Point-per-instance localization data:
****************

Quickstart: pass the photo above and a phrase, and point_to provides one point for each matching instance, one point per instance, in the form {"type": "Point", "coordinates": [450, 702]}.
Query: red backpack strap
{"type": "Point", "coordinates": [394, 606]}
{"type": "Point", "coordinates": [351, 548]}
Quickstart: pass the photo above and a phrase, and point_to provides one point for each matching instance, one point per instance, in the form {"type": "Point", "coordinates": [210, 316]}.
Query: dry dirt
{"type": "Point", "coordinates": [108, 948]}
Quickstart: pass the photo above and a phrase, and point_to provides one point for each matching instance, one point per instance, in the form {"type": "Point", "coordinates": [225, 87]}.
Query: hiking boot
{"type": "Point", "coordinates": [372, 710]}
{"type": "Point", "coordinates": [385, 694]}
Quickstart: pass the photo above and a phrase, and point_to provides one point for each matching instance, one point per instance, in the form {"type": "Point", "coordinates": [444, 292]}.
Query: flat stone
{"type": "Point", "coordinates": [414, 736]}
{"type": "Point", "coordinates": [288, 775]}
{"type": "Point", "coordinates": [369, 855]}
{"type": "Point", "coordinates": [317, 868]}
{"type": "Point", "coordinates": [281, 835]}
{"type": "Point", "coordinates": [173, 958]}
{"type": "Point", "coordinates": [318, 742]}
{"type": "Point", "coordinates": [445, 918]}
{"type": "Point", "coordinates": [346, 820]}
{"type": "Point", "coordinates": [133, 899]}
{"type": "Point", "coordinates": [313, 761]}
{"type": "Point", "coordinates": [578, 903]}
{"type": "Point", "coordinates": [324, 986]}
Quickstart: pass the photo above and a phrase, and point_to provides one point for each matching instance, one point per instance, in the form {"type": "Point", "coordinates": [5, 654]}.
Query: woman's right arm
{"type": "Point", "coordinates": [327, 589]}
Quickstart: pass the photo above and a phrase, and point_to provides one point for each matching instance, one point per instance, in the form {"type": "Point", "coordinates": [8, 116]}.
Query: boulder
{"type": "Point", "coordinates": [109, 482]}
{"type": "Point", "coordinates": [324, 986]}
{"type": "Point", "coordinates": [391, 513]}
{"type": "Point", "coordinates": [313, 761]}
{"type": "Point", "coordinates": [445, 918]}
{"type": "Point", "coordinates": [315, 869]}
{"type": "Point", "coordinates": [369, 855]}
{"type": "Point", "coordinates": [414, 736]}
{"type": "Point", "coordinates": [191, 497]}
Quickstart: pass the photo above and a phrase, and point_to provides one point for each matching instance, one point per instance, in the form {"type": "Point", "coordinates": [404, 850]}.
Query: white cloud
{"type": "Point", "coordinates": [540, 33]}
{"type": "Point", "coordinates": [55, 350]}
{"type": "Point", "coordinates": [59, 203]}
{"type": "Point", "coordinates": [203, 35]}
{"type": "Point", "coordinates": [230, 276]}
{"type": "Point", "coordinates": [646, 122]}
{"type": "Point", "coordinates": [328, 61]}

****************

Problem to solve - Your reply should consist of the records, copied exactly.

The answer -
Quickstart: pass the photo above and a phrase, and point_to provides one point for each matching instance, one point per instance, in the form {"type": "Point", "coordinates": [450, 702]}.
Query: red backpack strap
{"type": "Point", "coordinates": [394, 606]}
{"type": "Point", "coordinates": [351, 548]}
Quickstart: pass the photo above and a phrase, and point_to provides one point for each matching instance, one point per instance, in the form {"type": "Point", "coordinates": [210, 316]}.
Query: dry dirt
{"type": "Point", "coordinates": [108, 948]}
Quickstart: pass the photo above and a phrase, and point_to provides one point for each matching instance, one point per instance, in the form {"type": "Point", "coordinates": [225, 87]}.
Query: hiking boot
{"type": "Point", "coordinates": [372, 710]}
{"type": "Point", "coordinates": [385, 694]}
Quickstart: pass the photo above and a phrase, and point_to provides one point for each matching instance, one point per instance, in the form {"type": "Point", "coordinates": [444, 292]}.
Query: flat stone
{"type": "Point", "coordinates": [414, 736]}
{"type": "Point", "coordinates": [288, 775]}
{"type": "Point", "coordinates": [369, 855]}
{"type": "Point", "coordinates": [317, 868]}
{"type": "Point", "coordinates": [281, 835]}
{"type": "Point", "coordinates": [173, 958]}
{"type": "Point", "coordinates": [318, 742]}
{"type": "Point", "coordinates": [445, 918]}
{"type": "Point", "coordinates": [346, 820]}
{"type": "Point", "coordinates": [133, 899]}
{"type": "Point", "coordinates": [313, 761]}
{"type": "Point", "coordinates": [578, 903]}
{"type": "Point", "coordinates": [324, 986]}
Quickstart: pass the photo above and a phrase, and point_to provides one point for each matching instance, one point per instance, in the form {"type": "Point", "coordinates": [5, 654]}.
Query: woman's right arm
{"type": "Point", "coordinates": [327, 589]}
Quickstart: pass the photo above and a phrase, and point_to provides one point for each matching instance, one point per instance, in the form {"type": "Point", "coordinates": [8, 116]}.
Query: boulder
{"type": "Point", "coordinates": [109, 482]}
{"type": "Point", "coordinates": [324, 986]}
{"type": "Point", "coordinates": [391, 513]}
{"type": "Point", "coordinates": [313, 761]}
{"type": "Point", "coordinates": [445, 918]}
{"type": "Point", "coordinates": [315, 869]}
{"type": "Point", "coordinates": [369, 855]}
{"type": "Point", "coordinates": [414, 736]}
{"type": "Point", "coordinates": [191, 497]}
Quickstart: pass the photo above and a phrase, and point_to provides one point for each matching instance, one point per instance, in the form {"type": "Point", "coordinates": [404, 850]}.
Query: white cloud
{"type": "Point", "coordinates": [540, 33]}
{"type": "Point", "coordinates": [55, 350]}
{"type": "Point", "coordinates": [59, 203]}
{"type": "Point", "coordinates": [203, 35]}
{"type": "Point", "coordinates": [230, 276]}
{"type": "Point", "coordinates": [646, 122]}
{"type": "Point", "coordinates": [328, 61]}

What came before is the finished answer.